- [Extracted data entries]
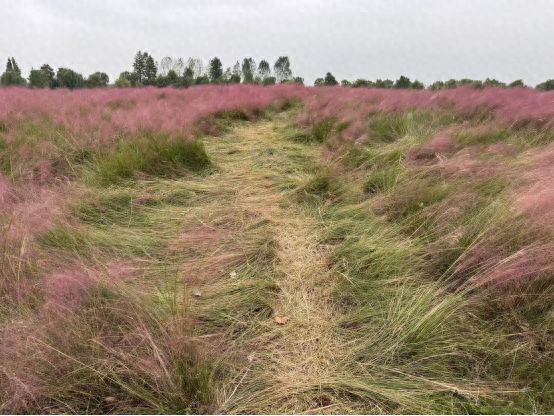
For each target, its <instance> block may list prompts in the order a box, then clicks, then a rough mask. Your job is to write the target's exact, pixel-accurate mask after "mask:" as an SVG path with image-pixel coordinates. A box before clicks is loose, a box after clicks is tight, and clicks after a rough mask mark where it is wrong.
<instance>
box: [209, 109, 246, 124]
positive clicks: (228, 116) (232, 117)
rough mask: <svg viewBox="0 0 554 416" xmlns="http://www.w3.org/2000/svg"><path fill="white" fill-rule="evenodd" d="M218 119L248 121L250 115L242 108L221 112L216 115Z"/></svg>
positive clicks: (224, 110) (231, 109)
mask: <svg viewBox="0 0 554 416" xmlns="http://www.w3.org/2000/svg"><path fill="white" fill-rule="evenodd" d="M215 118H216V119H220V120H228V121H248V120H249V117H248V114H246V112H245V111H244V110H242V109H241V108H233V109H231V110H223V111H219V112H217V113H216V114H215Z"/></svg>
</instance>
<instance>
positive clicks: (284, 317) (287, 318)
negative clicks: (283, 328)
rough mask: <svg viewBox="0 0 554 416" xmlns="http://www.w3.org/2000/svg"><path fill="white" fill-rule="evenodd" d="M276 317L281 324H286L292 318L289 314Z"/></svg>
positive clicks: (282, 324) (275, 319)
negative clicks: (290, 317)
mask: <svg viewBox="0 0 554 416" xmlns="http://www.w3.org/2000/svg"><path fill="white" fill-rule="evenodd" d="M274 319H275V322H277V323H278V324H279V325H285V324H286V323H287V322H288V321H289V319H290V318H289V317H288V316H276V317H275V318H274Z"/></svg>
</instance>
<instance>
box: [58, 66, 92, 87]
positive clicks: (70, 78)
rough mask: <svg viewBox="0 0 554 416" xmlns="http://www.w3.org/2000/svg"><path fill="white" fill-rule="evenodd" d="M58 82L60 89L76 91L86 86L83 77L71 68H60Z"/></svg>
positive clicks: (58, 70)
mask: <svg viewBox="0 0 554 416" xmlns="http://www.w3.org/2000/svg"><path fill="white" fill-rule="evenodd" d="M56 81H57V84H58V86H59V87H60V88H69V89H74V88H82V87H83V86H84V85H85V79H84V78H83V76H82V75H81V74H79V73H78V72H75V71H73V70H72V69H69V68H58V72H56Z"/></svg>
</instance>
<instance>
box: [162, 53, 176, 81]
mask: <svg viewBox="0 0 554 416" xmlns="http://www.w3.org/2000/svg"><path fill="white" fill-rule="evenodd" d="M170 69H173V58H172V57H171V56H164V57H163V58H162V60H161V61H160V74H161V75H162V76H164V77H165V76H166V75H167V73H168V72H169V70H170Z"/></svg>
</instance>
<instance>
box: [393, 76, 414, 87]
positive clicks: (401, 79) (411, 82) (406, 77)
mask: <svg viewBox="0 0 554 416" xmlns="http://www.w3.org/2000/svg"><path fill="white" fill-rule="evenodd" d="M411 85H412V82H411V81H410V78H408V77H406V76H404V75H400V78H398V79H397V80H396V82H395V83H394V88H397V89H402V88H410V87H411Z"/></svg>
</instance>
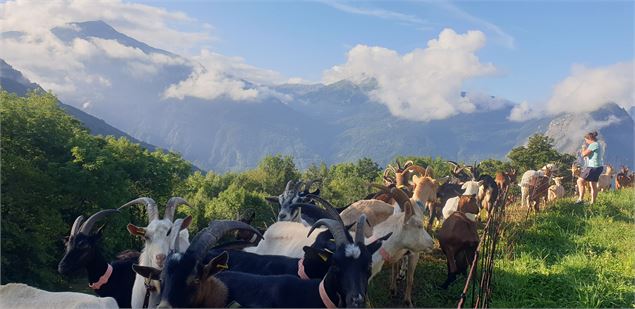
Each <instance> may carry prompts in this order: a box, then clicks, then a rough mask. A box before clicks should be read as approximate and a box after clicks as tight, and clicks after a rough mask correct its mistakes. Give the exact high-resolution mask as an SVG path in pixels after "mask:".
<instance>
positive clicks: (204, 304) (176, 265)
mask: <svg viewBox="0 0 635 309" xmlns="http://www.w3.org/2000/svg"><path fill="white" fill-rule="evenodd" d="M365 220H366V218H365V216H364V215H362V216H361V217H360V220H359V221H358V222H357V223H358V224H357V233H356V236H355V240H354V241H353V239H352V237H351V235H350V234H349V233H348V232H347V231H346V230H345V227H344V226H343V225H342V224H341V223H340V222H337V221H335V220H331V219H322V220H318V222H316V223H315V224H314V225H313V228H312V229H311V231H313V229H314V228H316V227H318V226H322V225H325V226H326V227H327V228H328V229H329V230H330V231H331V233H332V234H333V237H334V239H335V244H336V247H337V250H336V251H335V253H334V254H333V256H332V257H331V259H332V260H331V265H330V267H329V270H328V272H327V274H326V275H325V276H324V279H322V280H319V279H313V280H302V279H300V278H298V277H297V276H290V275H279V276H262V275H254V274H246V273H240V272H234V271H226V272H220V273H218V272H219V271H221V270H222V269H224V268H226V267H227V266H226V265H225V264H226V262H227V259H228V255H227V253H222V254H220V255H219V256H217V257H215V258H214V259H212V260H211V261H210V262H209V263H207V264H206V265H204V264H203V263H201V260H202V258H203V256H204V254H205V253H206V251H205V250H206V248H207V247H208V246H209V245H210V244H213V243H214V242H215V241H216V240H217V239H218V238H219V237H220V236H221V235H222V234H224V233H226V232H227V231H229V230H232V229H235V228H243V229H244V228H249V227H248V226H245V225H244V224H243V223H240V222H235V221H234V222H231V221H230V222H228V221H213V222H211V223H210V226H209V227H208V228H206V229H204V230H203V231H201V232H200V233H199V234H197V235H196V237H195V238H194V240H193V241H192V244H191V245H190V248H188V250H187V251H186V252H185V253H184V254H179V253H173V254H171V255H170V257H169V258H168V261H167V265H166V267H165V268H164V269H163V271H162V272H161V273H160V276H161V279H162V280H161V290H162V301H161V304H160V305H159V306H166V307H171V306H175V307H225V306H227V305H228V304H230V303H233V302H236V303H238V304H239V305H240V306H244V307H260V308H263V307H264V308H271V307H309V308H315V307H335V306H339V307H342V306H347V307H361V306H363V305H365V302H366V292H367V287H368V279H369V278H370V274H371V260H372V254H373V253H374V252H375V251H376V250H378V249H379V247H380V246H381V243H380V242H375V243H373V244H371V245H368V246H366V245H365V244H364V236H363V235H364V231H363V229H364V225H365V224H363V222H365ZM136 269H138V271H139V272H140V273H142V275H144V274H145V275H147V276H149V277H153V276H156V275H157V274H158V270H152V269H148V268H136Z"/></svg>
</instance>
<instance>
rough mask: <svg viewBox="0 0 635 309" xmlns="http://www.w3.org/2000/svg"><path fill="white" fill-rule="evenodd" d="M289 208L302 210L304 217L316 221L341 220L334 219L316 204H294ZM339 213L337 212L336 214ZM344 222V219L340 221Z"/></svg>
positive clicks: (291, 209) (294, 203)
mask: <svg viewBox="0 0 635 309" xmlns="http://www.w3.org/2000/svg"><path fill="white" fill-rule="evenodd" d="M289 208H290V209H291V210H294V209H296V208H300V209H301V210H302V215H303V216H307V217H309V218H311V219H313V220H314V222H315V221H317V220H320V219H324V218H327V219H333V220H337V219H339V216H337V217H334V216H333V214H332V213H331V212H329V211H327V210H325V209H323V208H320V207H318V206H316V205H314V204H308V203H293V204H291V206H289ZM336 213H337V212H336ZM340 220H342V219H340Z"/></svg>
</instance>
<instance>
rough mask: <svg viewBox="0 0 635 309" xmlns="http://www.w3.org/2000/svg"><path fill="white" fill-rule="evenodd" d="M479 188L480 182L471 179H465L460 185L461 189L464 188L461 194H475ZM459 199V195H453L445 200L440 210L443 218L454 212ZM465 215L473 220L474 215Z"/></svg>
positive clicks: (473, 220) (462, 194)
mask: <svg viewBox="0 0 635 309" xmlns="http://www.w3.org/2000/svg"><path fill="white" fill-rule="evenodd" d="M481 188H483V187H482V186H481V182H479V181H473V180H471V181H466V182H465V183H463V186H461V189H463V190H465V191H464V192H463V194H462V195H476V194H478V193H479V191H480V190H481ZM459 199H461V197H460V196H455V197H451V198H449V199H448V200H447V202H445V206H443V210H442V212H443V220H445V219H447V218H449V217H450V215H452V214H453V213H454V212H456V211H457V210H458V208H459ZM466 215H469V218H470V219H471V220H473V221H474V220H475V219H476V215H474V214H466Z"/></svg>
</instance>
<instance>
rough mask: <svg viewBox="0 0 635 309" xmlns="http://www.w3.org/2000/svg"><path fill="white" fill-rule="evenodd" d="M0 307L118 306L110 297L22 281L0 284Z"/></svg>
mask: <svg viewBox="0 0 635 309" xmlns="http://www.w3.org/2000/svg"><path fill="white" fill-rule="evenodd" d="M0 308H19V309H21V308H25V309H26V308H29V309H30V308H50V309H58V308H59V309H68V308H74V309H92V308H103V309H110V308H119V306H117V301H116V300H115V299H114V298H112V297H103V298H102V297H97V296H93V295H89V294H84V293H74V292H49V291H44V290H40V289H37V288H34V287H31V286H28V285H26V284H23V283H9V284H6V285H0Z"/></svg>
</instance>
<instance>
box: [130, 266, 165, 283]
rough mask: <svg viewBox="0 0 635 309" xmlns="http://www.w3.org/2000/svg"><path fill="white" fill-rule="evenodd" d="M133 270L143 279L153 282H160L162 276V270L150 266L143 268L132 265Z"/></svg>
mask: <svg viewBox="0 0 635 309" xmlns="http://www.w3.org/2000/svg"><path fill="white" fill-rule="evenodd" d="M132 270H134V272H135V273H137V274H138V275H140V276H141V277H144V278H148V279H151V280H159V277H160V276H161V270H159V269H156V268H154V267H150V266H141V265H138V264H132Z"/></svg>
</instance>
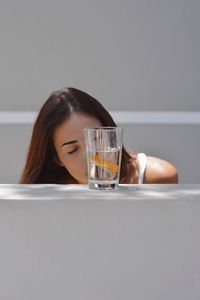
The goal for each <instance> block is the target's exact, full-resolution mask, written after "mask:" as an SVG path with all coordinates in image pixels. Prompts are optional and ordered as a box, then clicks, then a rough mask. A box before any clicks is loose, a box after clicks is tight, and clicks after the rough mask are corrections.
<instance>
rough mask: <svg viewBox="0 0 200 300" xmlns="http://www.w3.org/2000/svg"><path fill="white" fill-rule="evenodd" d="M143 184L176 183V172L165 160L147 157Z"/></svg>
mask: <svg viewBox="0 0 200 300" xmlns="http://www.w3.org/2000/svg"><path fill="white" fill-rule="evenodd" d="M144 183H178V174H177V170H176V168H175V166H174V165H172V164H171V163H170V162H168V161H166V160H163V159H160V158H158V157H153V156H147V164H146V170H145V176H144Z"/></svg>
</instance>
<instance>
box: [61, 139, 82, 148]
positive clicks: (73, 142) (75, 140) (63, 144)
mask: <svg viewBox="0 0 200 300" xmlns="http://www.w3.org/2000/svg"><path fill="white" fill-rule="evenodd" d="M77 142H78V141H76V140H73V141H69V142H65V143H63V144H62V145H61V147H63V146H65V145H70V144H75V143H77Z"/></svg>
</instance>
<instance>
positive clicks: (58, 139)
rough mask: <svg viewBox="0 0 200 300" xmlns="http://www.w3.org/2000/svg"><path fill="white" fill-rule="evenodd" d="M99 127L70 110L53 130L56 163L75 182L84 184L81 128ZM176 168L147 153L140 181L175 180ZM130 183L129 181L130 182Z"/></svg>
mask: <svg viewBox="0 0 200 300" xmlns="http://www.w3.org/2000/svg"><path fill="white" fill-rule="evenodd" d="M98 126H101V123H100V121H99V120H98V119H97V118H95V117H91V116H88V115H86V114H84V113H73V114H72V115H71V116H70V118H69V119H67V120H66V121H64V122H63V124H61V125H60V126H59V127H57V128H56V129H55V132H54V135H53V142H54V146H55V150H56V152H57V156H58V160H59V161H58V163H59V164H60V165H61V166H64V167H65V168H66V169H67V170H68V172H69V173H70V174H71V175H72V176H73V177H74V178H75V179H76V180H77V181H78V182H79V183H82V184H84V183H87V161H86V154H85V143H84V135H83V128H85V127H98ZM177 182H178V175H177V171H176V168H175V167H174V166H173V165H172V164H171V163H169V162H167V161H165V160H162V159H160V158H157V157H152V156H148V157H147V166H146V170H145V175H144V183H177ZM130 183H131V182H130Z"/></svg>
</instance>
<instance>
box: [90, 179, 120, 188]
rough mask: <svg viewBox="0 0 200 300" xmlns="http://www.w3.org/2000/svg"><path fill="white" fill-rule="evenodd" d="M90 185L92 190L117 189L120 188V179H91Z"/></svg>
mask: <svg viewBox="0 0 200 300" xmlns="http://www.w3.org/2000/svg"><path fill="white" fill-rule="evenodd" d="M88 187H89V188H90V189H92V190H116V189H118V188H119V185H118V181H116V180H114V181H96V180H94V181H89V182H88Z"/></svg>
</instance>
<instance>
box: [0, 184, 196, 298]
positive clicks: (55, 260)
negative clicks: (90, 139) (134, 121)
mask: <svg viewBox="0 0 200 300" xmlns="http://www.w3.org/2000/svg"><path fill="white" fill-rule="evenodd" d="M0 239H1V243H0V299H2V300H11V299H13V300H25V299H26V300H32V299H37V300H40V299H41V300H46V299H48V300H53V299H69V300H79V299H81V300H86V299H87V300H90V299H92V300H100V299H103V300H119V299H120V300H121V299H123V300H129V299H130V300H133V299H136V300H146V299H148V300H158V299H159V300H168V299H170V300H179V299H180V300H186V299H187V300H199V299H200V185H195V184H194V185H191V184H190V185H121V186H120V188H119V189H118V190H116V191H93V190H89V189H88V188H87V186H86V185H37V184H34V185H17V184H1V185H0Z"/></svg>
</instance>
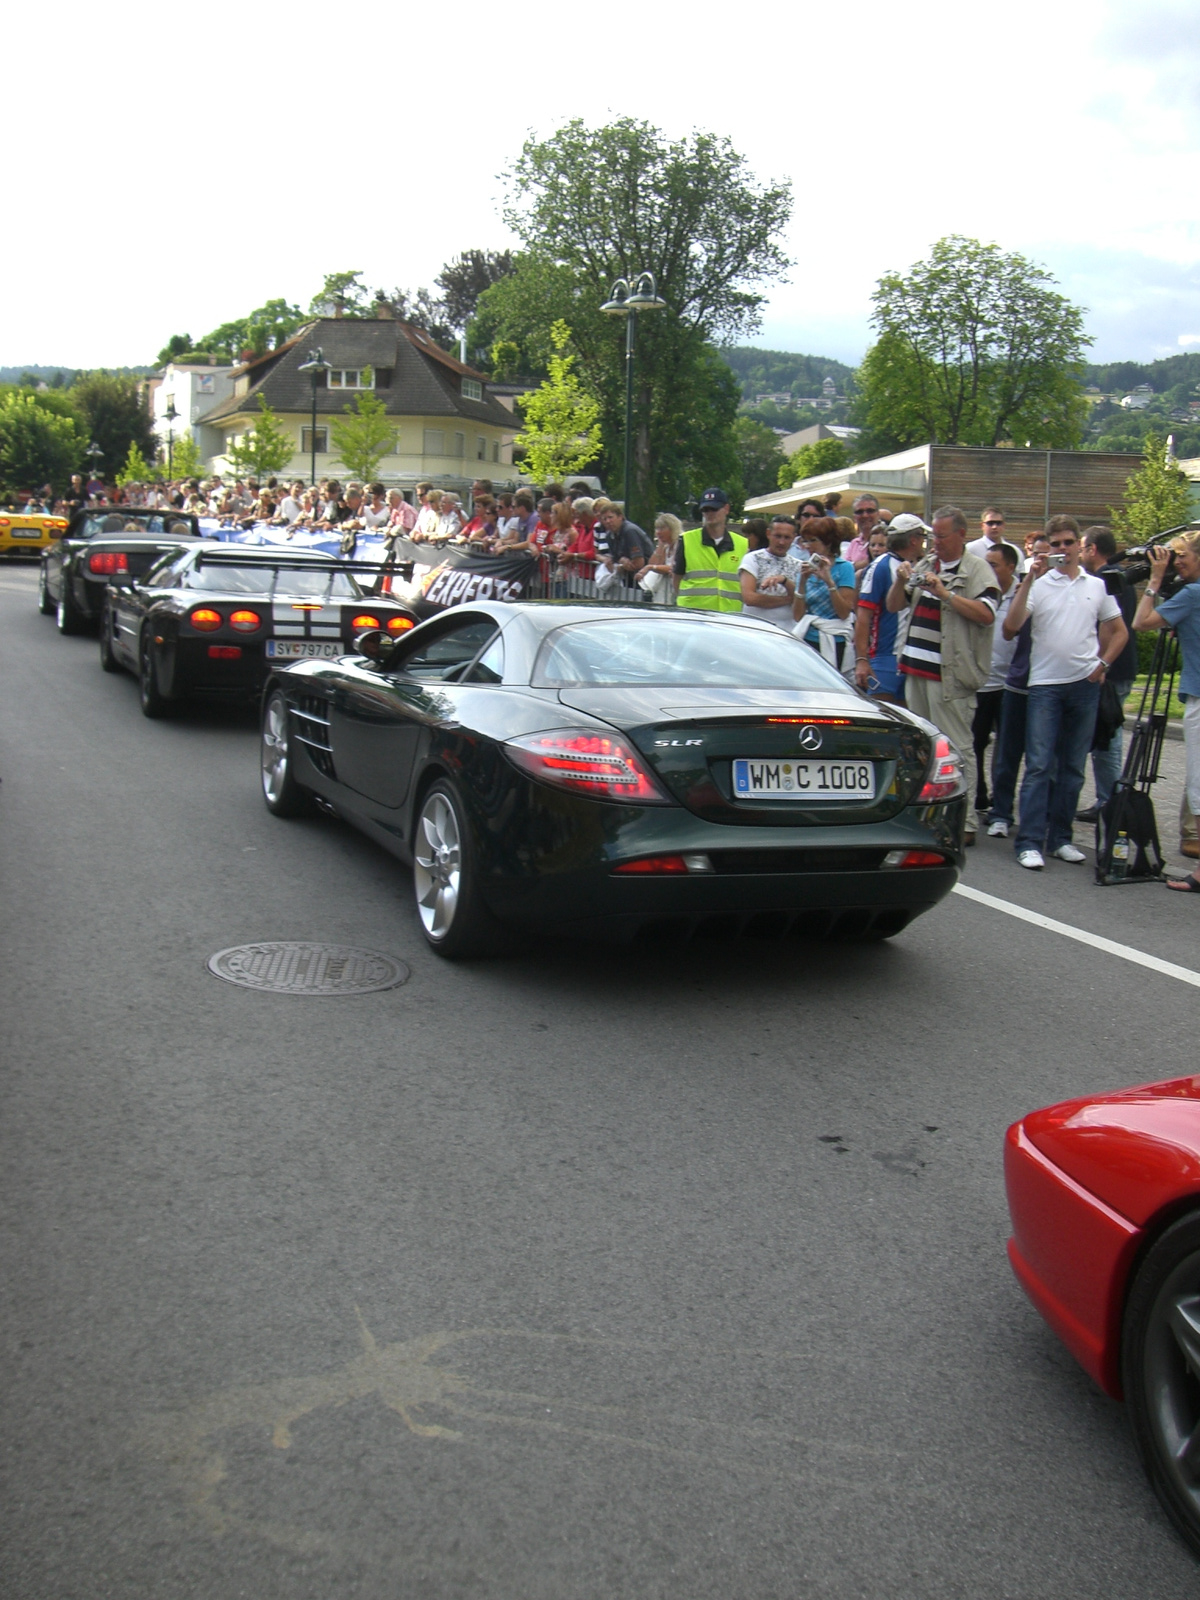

- [Your instructions]
Starting at the first line of the records above, set down each line exactly through the one that holds "82L60 89L76 91L86". Omit pictures.

- [Answer section]
For each target, its <instance> block may list prompts in the order a box, then clicks, then a rough mask. Your job is to write the target's exact, pixel-accurate mask after "mask:" as an SVG path with image-pixel coordinates. A box before clicks is loose, a box after clicks is tight, and clicks after a rough mask mark where it is wrong.
<instance>
box: [209, 109, 246, 124]
positive clicks: (228, 116) (232, 117)
rough mask: <svg viewBox="0 0 554 416" xmlns="http://www.w3.org/2000/svg"><path fill="white" fill-rule="evenodd" d="M218 119L248 121L250 115L242 108L221 112L216 115Z"/></svg>
positive clicks: (224, 110) (231, 109)
mask: <svg viewBox="0 0 554 416" xmlns="http://www.w3.org/2000/svg"><path fill="white" fill-rule="evenodd" d="M215 118H216V119H220V120H228V121H248V120H249V117H248V114H246V112H245V111H244V110H242V109H241V108H233V109H231V110H223V111H219V112H217V113H216V114H215Z"/></svg>
</instance>
<instance>
positive clicks: (284, 317) (287, 318)
negative clicks: (283, 328)
rough mask: <svg viewBox="0 0 554 416" xmlns="http://www.w3.org/2000/svg"><path fill="white" fill-rule="evenodd" d="M276 317L281 324H286L292 318L289 314Z"/></svg>
positive clicks: (282, 324) (275, 319)
negative clicks: (290, 317)
mask: <svg viewBox="0 0 554 416" xmlns="http://www.w3.org/2000/svg"><path fill="white" fill-rule="evenodd" d="M274 319H275V322H277V323H278V324H279V325H285V324H286V323H287V322H288V321H289V319H290V318H289V317H288V316H276V317H275V318H274Z"/></svg>
</instance>
<instance>
box: [58, 66, 92, 87]
positive clicks: (70, 78)
rough mask: <svg viewBox="0 0 554 416" xmlns="http://www.w3.org/2000/svg"><path fill="white" fill-rule="evenodd" d="M58 82L60 89L76 91L86 86L83 77L71 68H60Z"/></svg>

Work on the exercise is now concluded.